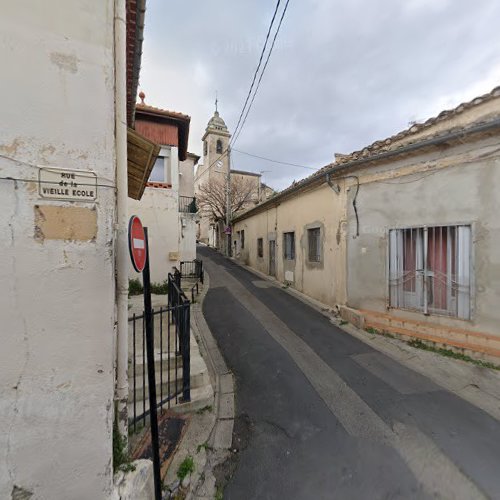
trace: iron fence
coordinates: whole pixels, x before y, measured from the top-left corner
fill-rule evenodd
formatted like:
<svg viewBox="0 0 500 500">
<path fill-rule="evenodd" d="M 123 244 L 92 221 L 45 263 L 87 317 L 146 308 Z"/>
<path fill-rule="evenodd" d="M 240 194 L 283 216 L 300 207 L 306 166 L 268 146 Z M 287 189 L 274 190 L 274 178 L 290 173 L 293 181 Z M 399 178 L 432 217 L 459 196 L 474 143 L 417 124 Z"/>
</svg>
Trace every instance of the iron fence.
<svg viewBox="0 0 500 500">
<path fill-rule="evenodd" d="M 148 369 L 156 372 L 157 409 L 170 408 L 173 401 L 191 399 L 190 381 L 190 303 L 177 285 L 173 275 L 168 276 L 168 306 L 152 310 L 154 331 L 154 367 L 146 357 L 146 328 L 143 314 L 129 318 L 130 331 L 130 408 L 129 422 L 136 430 L 150 412 L 148 401 Z"/>
<path fill-rule="evenodd" d="M 179 212 L 195 214 L 198 212 L 196 198 L 191 196 L 179 196 Z"/>
<path fill-rule="evenodd" d="M 181 262 L 181 277 L 195 278 L 203 283 L 203 261 L 199 259 Z"/>
</svg>

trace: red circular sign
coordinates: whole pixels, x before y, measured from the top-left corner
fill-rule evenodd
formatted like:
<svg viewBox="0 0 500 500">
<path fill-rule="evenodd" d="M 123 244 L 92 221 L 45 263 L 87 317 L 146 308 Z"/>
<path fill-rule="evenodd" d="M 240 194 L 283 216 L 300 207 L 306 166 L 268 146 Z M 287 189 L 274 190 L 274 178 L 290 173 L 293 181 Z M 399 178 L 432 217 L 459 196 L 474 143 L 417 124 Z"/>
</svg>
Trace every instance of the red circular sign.
<svg viewBox="0 0 500 500">
<path fill-rule="evenodd" d="M 134 269 L 140 273 L 146 265 L 146 236 L 139 217 L 132 215 L 128 223 L 128 249 Z"/>
</svg>

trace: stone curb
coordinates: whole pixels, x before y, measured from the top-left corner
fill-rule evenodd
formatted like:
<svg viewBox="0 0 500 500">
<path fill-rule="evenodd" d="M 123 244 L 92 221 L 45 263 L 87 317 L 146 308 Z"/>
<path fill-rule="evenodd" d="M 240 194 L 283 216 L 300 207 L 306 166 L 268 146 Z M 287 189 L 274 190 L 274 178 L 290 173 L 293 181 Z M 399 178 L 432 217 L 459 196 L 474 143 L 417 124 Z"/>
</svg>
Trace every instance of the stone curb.
<svg viewBox="0 0 500 500">
<path fill-rule="evenodd" d="M 336 315 L 335 308 L 308 297 L 298 290 L 283 286 L 283 283 L 276 278 L 242 264 L 233 257 L 230 257 L 230 260 L 312 307 L 348 335 L 428 377 L 441 387 L 500 420 L 500 372 L 477 367 L 460 359 L 448 359 L 433 352 L 422 351 L 408 346 L 399 339 L 370 334 L 350 323 L 342 324 L 341 319 Z"/>
<path fill-rule="evenodd" d="M 191 326 L 200 340 L 200 352 L 207 364 L 210 382 L 214 388 L 215 420 L 208 439 L 205 467 L 193 478 L 186 499 L 214 498 L 216 493 L 213 467 L 225 460 L 233 440 L 234 379 L 217 342 L 203 316 L 203 301 L 210 288 L 210 276 L 205 271 L 203 291 L 192 305 Z"/>
</svg>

» Task to carry out
Start to finish, write out the data above exactly, omitting all pictures.

» Answer space
trace: iron fence
coordinates: whole pixels, x before y, measured from the top-left corner
fill-rule evenodd
formatted like:
<svg viewBox="0 0 500 500">
<path fill-rule="evenodd" d="M 123 244 L 92 221 L 45 263 L 87 317 L 146 308 Z"/>
<path fill-rule="evenodd" d="M 240 194 L 283 216 L 300 207 L 306 166 L 268 146 Z M 287 189 L 274 190 L 274 178 L 290 173 L 293 181 Z M 399 178 L 432 217 L 459 196 L 474 143 L 417 124 Z"/>
</svg>
Trace every instance of the iron fence.
<svg viewBox="0 0 500 500">
<path fill-rule="evenodd" d="M 148 369 L 156 372 L 157 409 L 170 408 L 173 401 L 191 399 L 190 381 L 190 303 L 177 285 L 173 275 L 168 276 L 168 306 L 152 310 L 154 331 L 154 367 L 146 357 L 146 328 L 143 314 L 129 318 L 130 331 L 130 408 L 129 422 L 136 430 L 150 412 L 148 401 Z"/>
<path fill-rule="evenodd" d="M 179 212 L 195 214 L 198 212 L 196 198 L 191 196 L 179 196 Z"/>
<path fill-rule="evenodd" d="M 181 262 L 181 277 L 195 278 L 203 283 L 203 261 L 199 259 Z"/>
</svg>

trace: red circular sign
coordinates: whole pixels, x before y, measured from the top-left corner
fill-rule evenodd
formatted like:
<svg viewBox="0 0 500 500">
<path fill-rule="evenodd" d="M 123 244 L 92 221 L 45 263 L 87 317 L 146 308 Z"/>
<path fill-rule="evenodd" d="M 240 194 L 283 216 L 300 207 L 306 166 L 268 146 Z M 287 189 L 274 190 L 274 178 L 290 173 L 293 181 Z M 399 178 L 432 217 L 459 196 L 474 143 L 417 124 Z"/>
</svg>
Trace every instance of the red circular sign.
<svg viewBox="0 0 500 500">
<path fill-rule="evenodd" d="M 134 269 L 140 273 L 146 265 L 146 236 L 139 217 L 132 215 L 128 223 L 128 249 Z"/>
</svg>

trace: stone curb
coordinates: whole pixels, x before y, measured from the top-left corner
fill-rule evenodd
formatted like:
<svg viewBox="0 0 500 500">
<path fill-rule="evenodd" d="M 123 244 L 92 221 L 45 263 L 87 317 L 146 308 Z"/>
<path fill-rule="evenodd" d="M 240 194 L 283 216 L 300 207 L 306 166 L 268 146 Z M 287 189 L 274 190 L 274 178 L 290 173 L 293 181 Z M 399 178 L 432 217 L 459 196 L 474 143 L 417 124 Z"/>
</svg>
Trace every instance of the stone curb.
<svg viewBox="0 0 500 500">
<path fill-rule="evenodd" d="M 336 315 L 335 308 L 308 297 L 298 290 L 283 286 L 283 283 L 276 278 L 242 264 L 233 257 L 230 257 L 230 260 L 312 307 L 348 335 L 428 377 L 441 387 L 500 420 L 500 372 L 477 367 L 460 359 L 448 359 L 433 352 L 422 351 L 408 346 L 399 339 L 370 334 L 350 323 L 342 324 L 341 319 Z"/>
<path fill-rule="evenodd" d="M 191 326 L 200 340 L 200 352 L 207 364 L 210 382 L 214 388 L 215 420 L 208 439 L 205 467 L 193 478 L 186 499 L 214 498 L 216 493 L 213 467 L 225 460 L 233 440 L 234 379 L 217 342 L 203 316 L 203 301 L 210 288 L 210 276 L 205 271 L 203 291 L 192 305 Z"/>
</svg>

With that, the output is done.